Goal: Please express every line from the one containing "Target: water reflection" through the end of the rows, both included, as a Markdown table with the columns No and Line, skipping blank lines.

Begin Data entries

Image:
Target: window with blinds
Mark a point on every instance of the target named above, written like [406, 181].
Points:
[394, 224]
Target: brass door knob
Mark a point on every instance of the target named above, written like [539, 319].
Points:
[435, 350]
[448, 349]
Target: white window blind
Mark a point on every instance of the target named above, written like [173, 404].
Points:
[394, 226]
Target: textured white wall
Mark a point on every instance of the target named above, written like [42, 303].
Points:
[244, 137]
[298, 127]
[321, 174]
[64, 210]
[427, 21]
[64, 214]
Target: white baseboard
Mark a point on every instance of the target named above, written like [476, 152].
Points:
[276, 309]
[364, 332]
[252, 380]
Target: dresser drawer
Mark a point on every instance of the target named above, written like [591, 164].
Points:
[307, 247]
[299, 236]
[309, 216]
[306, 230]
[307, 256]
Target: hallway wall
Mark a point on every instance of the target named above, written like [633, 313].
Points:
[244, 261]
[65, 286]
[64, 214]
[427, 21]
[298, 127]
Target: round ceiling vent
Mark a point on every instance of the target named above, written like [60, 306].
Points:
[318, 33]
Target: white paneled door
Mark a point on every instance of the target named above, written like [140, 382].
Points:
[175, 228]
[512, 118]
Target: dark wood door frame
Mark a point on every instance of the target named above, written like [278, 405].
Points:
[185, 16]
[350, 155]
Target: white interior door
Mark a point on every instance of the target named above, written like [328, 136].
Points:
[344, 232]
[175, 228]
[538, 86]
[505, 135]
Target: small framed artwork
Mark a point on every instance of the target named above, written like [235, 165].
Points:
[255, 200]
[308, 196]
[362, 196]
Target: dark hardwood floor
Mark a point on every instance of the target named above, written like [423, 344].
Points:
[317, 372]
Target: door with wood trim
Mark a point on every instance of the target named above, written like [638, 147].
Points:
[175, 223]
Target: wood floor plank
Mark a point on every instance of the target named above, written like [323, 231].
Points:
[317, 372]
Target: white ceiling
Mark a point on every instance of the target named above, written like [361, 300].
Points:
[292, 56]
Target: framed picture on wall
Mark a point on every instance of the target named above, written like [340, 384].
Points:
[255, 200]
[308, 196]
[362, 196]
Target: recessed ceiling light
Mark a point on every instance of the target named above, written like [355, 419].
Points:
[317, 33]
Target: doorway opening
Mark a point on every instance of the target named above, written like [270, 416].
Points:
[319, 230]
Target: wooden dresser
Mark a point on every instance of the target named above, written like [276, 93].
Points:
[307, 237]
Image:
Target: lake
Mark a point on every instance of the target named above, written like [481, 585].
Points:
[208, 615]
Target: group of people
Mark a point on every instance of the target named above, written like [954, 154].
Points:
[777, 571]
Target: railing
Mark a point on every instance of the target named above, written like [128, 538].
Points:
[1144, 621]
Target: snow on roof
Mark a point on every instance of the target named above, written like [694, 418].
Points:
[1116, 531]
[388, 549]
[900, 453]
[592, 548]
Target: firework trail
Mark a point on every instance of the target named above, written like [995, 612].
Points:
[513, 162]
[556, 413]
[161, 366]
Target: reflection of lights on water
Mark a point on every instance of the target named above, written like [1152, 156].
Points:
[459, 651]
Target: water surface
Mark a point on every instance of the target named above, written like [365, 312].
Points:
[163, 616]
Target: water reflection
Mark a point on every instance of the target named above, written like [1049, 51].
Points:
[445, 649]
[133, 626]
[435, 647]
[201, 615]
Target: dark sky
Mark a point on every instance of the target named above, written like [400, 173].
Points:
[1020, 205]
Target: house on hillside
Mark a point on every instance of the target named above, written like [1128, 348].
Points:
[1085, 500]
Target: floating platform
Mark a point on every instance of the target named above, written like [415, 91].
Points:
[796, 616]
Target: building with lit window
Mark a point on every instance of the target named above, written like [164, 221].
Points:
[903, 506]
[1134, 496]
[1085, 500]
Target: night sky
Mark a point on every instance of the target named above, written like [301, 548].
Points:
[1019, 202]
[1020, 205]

End Data entries

Complete answer:
| No | Line |
|---|---|
| 1 | Target: water reflection |
| 2 | Mark a point on every instance of the target named above, written like [1049, 51]. |
| 3 | Points: |
| 4 | [445, 649] |
| 5 | [133, 626] |
| 6 | [435, 647] |
| 7 | [201, 615] |
| 8 | Target: dark sky |
| 9 | Mark a point on every instance of the target named above, written like [400, 173]. |
| 10 | Points: |
| 11 | [1020, 205] |
| 12 | Target: house on hillside |
| 13 | Mark a point on every instance of the target named above, written like [1128, 348]. |
| 14 | Points: |
| 15 | [1085, 500] |
| 16 | Target: floating platform |
| 17 | Mark a point on every instance of the target named above, written like [415, 91]. |
| 18 | Points: |
| 19 | [796, 616] |
| 20 | Target: building with lit window |
| 21 | Mark a point on every instance of the target named above, written like [164, 221]. |
| 22 | Points: |
| 23 | [903, 506] |
| 24 | [1134, 496] |
| 25 | [1085, 500] |
| 26 | Target: night sky |
| 27 | Mark a point on every instance of the target named above, written like [301, 548]. |
| 28 | Points: |
| 29 | [1019, 202] |
| 30 | [1020, 205] |